------ Excerpted passage ------

SEBASTIAN RULING VIEWED AS WEAKENING SUPPLIER CONTROL
Byline: Vicki M. Young
NEW YORK — A California trial court in Los Angeles has ruled that a drugstore chain can continue to sell a manufacturer’s “salon-only” hair care products, based in part on the so-called “first sale” doctrine.
The decision, in a summary judgment that was based solely on legal documentation submitted to the court, said that Sebastian International Inc. did not meet its requisite burden of proof to move the dispute against Drug Emporium Inc. to the next level, which would have been a trial on the merits. William C. Conkle of Conkle & Olesten, an attorney for Sebastian, said an appeal would be filed within a week.
In a ruling issued on Dec. 20 that wasn’t immediately available, Judge Emilie Elias noted that the “first sale doctrine and principles of free alienability of goods” applied in the case. Under the doctrine, Sebastian is barred from preventing Drug Emporium’s purchase and resale of its hair care products. “Sebastian,” the judge explained, “voluntarily parted with possession and ownership of all products at issue by selling them at the asking price.”
In addition, because the drugstore chain didn’t purchase the products from anyone under contract with Sebastian, the judge ruled that Drug Emporium did not have to answer to any interference of contract claims filed by the hair care manufacturer.
Some industry observers, however, are concerned that other parts of the judge’s decision could have even more profound implications on a manufacturer’s ability to control its distribution channel.
The decision of the court said that it “rejects Sebastian’s contention that the sale of a product without a hologram or other product tracking code constitutes unfair competition or a ‘fraudulent, unfair or unlawful’ business practice.” The court went on to specify that it “rejects the argument that a Sebastian product is not genuine or subject to the first sale doctrine if a hologram or tracking code was removed from the product.”

------ Data extract ------

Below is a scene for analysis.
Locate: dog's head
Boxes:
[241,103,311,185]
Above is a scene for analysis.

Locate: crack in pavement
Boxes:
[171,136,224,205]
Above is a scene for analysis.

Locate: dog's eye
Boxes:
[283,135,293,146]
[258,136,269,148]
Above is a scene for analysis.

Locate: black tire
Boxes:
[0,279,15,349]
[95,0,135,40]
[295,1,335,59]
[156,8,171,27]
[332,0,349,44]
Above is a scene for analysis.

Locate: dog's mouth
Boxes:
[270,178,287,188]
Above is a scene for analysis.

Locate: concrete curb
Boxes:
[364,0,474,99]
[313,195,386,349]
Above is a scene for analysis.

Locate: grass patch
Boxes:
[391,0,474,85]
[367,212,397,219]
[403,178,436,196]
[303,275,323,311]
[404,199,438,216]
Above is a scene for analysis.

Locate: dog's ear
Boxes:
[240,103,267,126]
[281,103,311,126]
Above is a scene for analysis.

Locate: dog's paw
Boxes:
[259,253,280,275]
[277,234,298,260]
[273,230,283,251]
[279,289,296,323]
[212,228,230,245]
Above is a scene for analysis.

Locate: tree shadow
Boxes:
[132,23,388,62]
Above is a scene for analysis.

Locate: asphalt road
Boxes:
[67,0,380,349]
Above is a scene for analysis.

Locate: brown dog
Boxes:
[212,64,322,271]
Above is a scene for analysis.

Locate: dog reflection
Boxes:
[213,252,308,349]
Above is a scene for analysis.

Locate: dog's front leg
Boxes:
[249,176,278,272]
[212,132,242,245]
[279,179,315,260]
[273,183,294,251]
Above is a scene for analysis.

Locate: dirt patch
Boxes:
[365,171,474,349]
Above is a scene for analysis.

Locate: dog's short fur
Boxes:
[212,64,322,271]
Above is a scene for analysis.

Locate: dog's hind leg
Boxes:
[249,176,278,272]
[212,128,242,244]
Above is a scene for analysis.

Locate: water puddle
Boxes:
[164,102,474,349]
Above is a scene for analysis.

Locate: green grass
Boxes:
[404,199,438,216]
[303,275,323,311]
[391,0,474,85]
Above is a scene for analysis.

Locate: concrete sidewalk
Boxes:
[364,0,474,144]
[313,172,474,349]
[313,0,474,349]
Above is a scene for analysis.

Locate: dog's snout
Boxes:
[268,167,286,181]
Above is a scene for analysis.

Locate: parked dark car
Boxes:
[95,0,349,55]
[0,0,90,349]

------

> _Assigned task A_: In the article on the Sebastian ruling, which judge issued the decision?
> _Assigned task B_: Write out the part of the article on the Sebastian ruling that opens with the words containing "In a ruling" and closes with "hair care manufacturer.".

> _Exercise response A_: Judge Emilie Elias.

> _Exercise response B_:
In a ruling issued on Dec. 20 that wasn’t immediately available, Judge Emilie Elias noted that the “first sale doctrine and principles of free alienability of goods” applied in the case. Under the doctrine, Sebastian is barred from preventing Drug Emporium’s purchase and resale of its hair care products. “Sebastian,” the judge explained, “voluntarily parted with possession and ownership of all products at issue by selling them at the asking price.”
In addition, because the drugstore chain didn’t purchase the products from anyone under contract with Sebastian, the judge ruled that Drug Emporium did not have to answer to any interference of contract claims filed by the hair care manufacturer.